Document section:

--*--

A female ‘Doctor Who,’ opioid prescriptions and a big Maine newspaper sale

I’m probably opening myself up for some criticism here, but as somebody who never got into “Doctor Who,” can somebody explain to me the controversy about a woman being cast in the role?

Not being an aficionado, I did some quick internet research on it, and it seems the alien Time Lord known as “the doctor” regenerates its physical form whenever one body gets damaged beyond repair. And it’s taken the doctor 12 incarnations to get around to being something other than a white guy?

I don’t know. That seems less likely to me than the idea that the doctor is now a woman.

But again, maybe there’s some important part of this equation I’m overlooking, because I’m an outsider. Someone can feel free to explain why this is infuriating in the comments or on social media.

There’s a lot of news to get to, so let’s do that, first:

What we’re talking about

The Sun Journal of Lewiston is being bought by the publisher of the Portland Press Herald, putting two of the largest three daily newspapers in Maine under the same owner. As part of the deal, publisher Reade Brower’s MaineToday Media will also absorb 16 other Sun Journal sister publications, including all the editions of The Forecaster and the Advertiser Democrat in Norway, which was a 2012 Pulitzer Prize finalist.

Opioid prescriptions have decreased by about 30 percent in Cumberland County, part of a statewide trend away from the use of the drugs in pain management plans, the BDN’s Darren Fishell wrote. Opioids are being recognized by federal officials as gateways to illegal narcotics, like heroin, and doctors are being widely encouraged to prescribe them less often, and in smaller doses. So the latest numbers from Maine are seen as positive news.

Speaking of good news, seasonal southern Maine businesses were likely happy to hear that the federal government is increasing its H-2B visa allotment for the second half of the fiscal year by 15,000. These are the visas used by international workers occupying low-paying, seasonal jobs in tourist destinations like Maine, and hospitality officials here have said they have thousands of international workers stuck in the pipeline waiting for more visas.

A well-known defense attorney is under fire again. The Portland Press Herald’s Matt Byrne reports that Gary Prolman, who previously spent nine months in federal prison for money laundering, has been accused of misconduct by a female former client. Details of the accusation have been sealed by the court, but for his part, Prolman called the entanglement “a complete con job” and said he looks forward to clearing his name during a two-day hearing on Aug. 30-31.

--*--

[Collected data]
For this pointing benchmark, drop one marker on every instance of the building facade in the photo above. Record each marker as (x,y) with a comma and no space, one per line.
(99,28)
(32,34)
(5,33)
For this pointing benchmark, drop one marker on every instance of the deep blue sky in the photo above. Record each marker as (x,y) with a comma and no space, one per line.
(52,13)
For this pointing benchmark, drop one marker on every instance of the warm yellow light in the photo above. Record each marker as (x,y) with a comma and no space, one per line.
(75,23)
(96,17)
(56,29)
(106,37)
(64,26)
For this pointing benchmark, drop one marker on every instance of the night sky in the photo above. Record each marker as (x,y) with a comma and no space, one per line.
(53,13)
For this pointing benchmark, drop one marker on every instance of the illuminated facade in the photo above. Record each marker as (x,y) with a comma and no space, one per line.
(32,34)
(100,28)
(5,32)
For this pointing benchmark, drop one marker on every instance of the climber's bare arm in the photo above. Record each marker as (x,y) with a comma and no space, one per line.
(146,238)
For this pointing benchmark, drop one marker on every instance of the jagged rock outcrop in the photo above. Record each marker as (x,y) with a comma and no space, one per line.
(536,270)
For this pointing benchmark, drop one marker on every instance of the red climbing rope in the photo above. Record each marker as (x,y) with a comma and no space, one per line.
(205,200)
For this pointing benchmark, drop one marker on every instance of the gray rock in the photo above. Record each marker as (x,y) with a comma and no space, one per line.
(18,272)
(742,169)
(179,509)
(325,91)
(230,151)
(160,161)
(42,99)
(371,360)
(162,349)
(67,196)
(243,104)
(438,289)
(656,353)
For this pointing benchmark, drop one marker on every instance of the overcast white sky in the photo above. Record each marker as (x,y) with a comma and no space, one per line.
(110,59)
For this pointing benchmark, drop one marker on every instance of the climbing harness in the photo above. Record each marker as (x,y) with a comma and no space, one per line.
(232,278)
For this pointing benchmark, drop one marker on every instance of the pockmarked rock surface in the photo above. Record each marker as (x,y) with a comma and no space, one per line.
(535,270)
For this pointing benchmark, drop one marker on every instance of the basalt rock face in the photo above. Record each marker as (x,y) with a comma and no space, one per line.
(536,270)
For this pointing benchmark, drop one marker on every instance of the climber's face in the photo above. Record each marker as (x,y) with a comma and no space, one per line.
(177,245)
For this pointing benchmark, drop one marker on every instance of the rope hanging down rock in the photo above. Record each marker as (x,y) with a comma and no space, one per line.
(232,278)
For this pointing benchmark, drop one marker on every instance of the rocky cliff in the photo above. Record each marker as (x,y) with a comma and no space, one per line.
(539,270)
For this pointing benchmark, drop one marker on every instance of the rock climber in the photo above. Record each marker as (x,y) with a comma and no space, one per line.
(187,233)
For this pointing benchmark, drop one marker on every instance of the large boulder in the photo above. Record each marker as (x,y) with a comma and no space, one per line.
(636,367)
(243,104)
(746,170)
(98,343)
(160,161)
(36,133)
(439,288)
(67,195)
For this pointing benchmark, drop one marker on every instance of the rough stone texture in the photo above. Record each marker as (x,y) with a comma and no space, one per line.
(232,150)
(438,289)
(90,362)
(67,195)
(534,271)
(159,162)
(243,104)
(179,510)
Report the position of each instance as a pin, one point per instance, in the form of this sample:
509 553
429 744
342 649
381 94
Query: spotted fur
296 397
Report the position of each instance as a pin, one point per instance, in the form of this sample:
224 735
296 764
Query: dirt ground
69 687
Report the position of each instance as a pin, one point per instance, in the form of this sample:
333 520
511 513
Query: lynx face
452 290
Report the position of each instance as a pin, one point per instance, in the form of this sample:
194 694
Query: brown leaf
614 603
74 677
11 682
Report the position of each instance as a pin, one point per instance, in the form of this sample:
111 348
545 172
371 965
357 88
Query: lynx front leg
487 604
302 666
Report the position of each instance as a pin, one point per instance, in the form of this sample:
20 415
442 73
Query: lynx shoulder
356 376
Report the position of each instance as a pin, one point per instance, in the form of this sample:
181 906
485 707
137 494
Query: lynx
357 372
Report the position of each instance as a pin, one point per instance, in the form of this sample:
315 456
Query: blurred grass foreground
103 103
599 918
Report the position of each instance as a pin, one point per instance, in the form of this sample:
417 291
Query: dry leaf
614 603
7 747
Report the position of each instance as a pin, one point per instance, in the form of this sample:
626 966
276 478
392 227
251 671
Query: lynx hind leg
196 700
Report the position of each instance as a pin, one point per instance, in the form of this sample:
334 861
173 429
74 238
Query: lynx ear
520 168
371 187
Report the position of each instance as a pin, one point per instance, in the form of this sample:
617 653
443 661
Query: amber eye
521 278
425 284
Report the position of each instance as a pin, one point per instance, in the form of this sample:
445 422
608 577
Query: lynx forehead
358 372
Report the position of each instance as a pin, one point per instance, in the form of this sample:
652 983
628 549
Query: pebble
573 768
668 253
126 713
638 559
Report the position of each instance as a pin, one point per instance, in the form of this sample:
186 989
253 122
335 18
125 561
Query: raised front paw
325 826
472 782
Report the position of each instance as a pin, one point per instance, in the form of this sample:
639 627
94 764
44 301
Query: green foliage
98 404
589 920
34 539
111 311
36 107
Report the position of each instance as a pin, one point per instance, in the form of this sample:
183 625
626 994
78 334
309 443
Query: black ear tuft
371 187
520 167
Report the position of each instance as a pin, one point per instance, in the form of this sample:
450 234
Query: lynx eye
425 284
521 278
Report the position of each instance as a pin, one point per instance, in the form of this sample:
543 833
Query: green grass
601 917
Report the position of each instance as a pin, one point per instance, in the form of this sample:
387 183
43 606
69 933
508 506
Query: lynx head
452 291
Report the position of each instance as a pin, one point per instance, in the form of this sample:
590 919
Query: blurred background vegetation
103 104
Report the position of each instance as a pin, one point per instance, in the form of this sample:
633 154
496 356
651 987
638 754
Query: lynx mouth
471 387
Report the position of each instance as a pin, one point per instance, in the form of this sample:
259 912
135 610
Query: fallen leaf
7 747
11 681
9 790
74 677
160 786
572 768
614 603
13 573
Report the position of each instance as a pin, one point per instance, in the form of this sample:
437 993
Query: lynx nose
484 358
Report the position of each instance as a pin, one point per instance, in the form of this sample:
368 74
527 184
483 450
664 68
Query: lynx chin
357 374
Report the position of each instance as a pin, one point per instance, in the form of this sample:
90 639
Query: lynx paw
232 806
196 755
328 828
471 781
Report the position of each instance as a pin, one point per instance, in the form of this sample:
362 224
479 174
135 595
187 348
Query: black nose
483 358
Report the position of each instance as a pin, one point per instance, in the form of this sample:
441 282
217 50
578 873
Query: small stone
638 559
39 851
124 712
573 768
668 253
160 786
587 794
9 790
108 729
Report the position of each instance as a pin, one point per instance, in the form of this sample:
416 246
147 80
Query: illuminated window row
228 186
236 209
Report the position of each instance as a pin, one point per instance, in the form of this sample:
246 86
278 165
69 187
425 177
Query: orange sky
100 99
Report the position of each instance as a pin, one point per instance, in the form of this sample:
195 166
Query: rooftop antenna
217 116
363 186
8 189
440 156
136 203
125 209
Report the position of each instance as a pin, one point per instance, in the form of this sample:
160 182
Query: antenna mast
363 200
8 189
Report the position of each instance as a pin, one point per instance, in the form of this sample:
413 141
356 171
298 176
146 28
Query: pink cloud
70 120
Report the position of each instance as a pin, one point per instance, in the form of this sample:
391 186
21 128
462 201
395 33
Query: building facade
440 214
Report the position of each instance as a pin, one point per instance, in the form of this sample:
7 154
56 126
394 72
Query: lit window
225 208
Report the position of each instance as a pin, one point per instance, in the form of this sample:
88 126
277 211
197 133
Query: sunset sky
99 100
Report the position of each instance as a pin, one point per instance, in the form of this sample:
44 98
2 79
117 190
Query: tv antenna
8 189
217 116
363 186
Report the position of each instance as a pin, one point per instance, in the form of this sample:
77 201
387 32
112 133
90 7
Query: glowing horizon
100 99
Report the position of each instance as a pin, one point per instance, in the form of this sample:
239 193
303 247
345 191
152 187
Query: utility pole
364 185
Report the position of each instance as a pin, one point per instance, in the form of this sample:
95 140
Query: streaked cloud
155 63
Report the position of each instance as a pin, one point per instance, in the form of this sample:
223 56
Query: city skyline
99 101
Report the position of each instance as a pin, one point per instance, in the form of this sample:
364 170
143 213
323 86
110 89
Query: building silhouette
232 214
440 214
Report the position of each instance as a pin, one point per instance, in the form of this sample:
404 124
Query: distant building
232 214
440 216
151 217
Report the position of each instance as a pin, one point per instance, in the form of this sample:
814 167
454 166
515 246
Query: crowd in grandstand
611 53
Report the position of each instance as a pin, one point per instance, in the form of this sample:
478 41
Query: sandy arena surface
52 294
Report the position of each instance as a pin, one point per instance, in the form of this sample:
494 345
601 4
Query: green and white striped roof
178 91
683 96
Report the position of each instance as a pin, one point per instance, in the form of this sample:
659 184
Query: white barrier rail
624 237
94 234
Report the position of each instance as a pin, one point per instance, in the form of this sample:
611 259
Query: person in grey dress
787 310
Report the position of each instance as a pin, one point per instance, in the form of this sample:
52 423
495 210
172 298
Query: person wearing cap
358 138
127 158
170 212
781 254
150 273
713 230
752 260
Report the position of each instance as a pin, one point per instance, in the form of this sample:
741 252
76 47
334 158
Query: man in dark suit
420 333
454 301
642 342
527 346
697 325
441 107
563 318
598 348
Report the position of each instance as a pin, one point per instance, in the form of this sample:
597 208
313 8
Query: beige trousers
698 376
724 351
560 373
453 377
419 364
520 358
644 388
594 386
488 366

--*--

Work instructions:
1. Transcribe the news roundup from "I’m probably opening" to "now a woman.".
2. According to the news roundup, by how much is the federal government raising the H-2B visa allotment for the second half of the fiscal year?
3. Name every person the news roundup identifies by full name.

Problem solutions:
1.
I’m probably opening myself up for some criticism here, but as somebody who never got into “Doctor Who,” can somebody explain to me the controversy about a woman being cast in the role?

Not being an aficionado, I did some quick internet research on it, and it seems the alien Time Lord known as “the doctor” regenerates its physical form whenever one body gets damaged beyond repair. And it’s taken the doctor 12 incarnations to get around to being something other than a white guy?

I don’t know. That seems less likely to me than the idea that the doctor is now a woman.

2. By 15,000.

3. Reade Brower, Darren Fishell, Matt Byrne, Gary Prolman